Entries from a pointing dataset
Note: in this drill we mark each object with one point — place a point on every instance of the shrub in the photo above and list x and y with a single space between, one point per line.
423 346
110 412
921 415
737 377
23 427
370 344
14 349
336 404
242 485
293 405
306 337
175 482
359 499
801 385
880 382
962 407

STATED GOAL: Format each line of the listing above as a string in a JSON list, one string per line, omitting any blank lines.

REPLY:
[
  "Note: in this drill we mark each object with one point — place a point on every instance of the shrub in the photo above and list x and y with a single space between, one point per line.",
  "423 346",
  "110 412",
  "921 415",
  "737 377",
  "23 427",
  "370 344",
  "14 349",
  "336 404",
  "242 485",
  "293 405",
  "306 337",
  "175 482",
  "359 499",
  "801 385",
  "880 382",
  "962 407"
]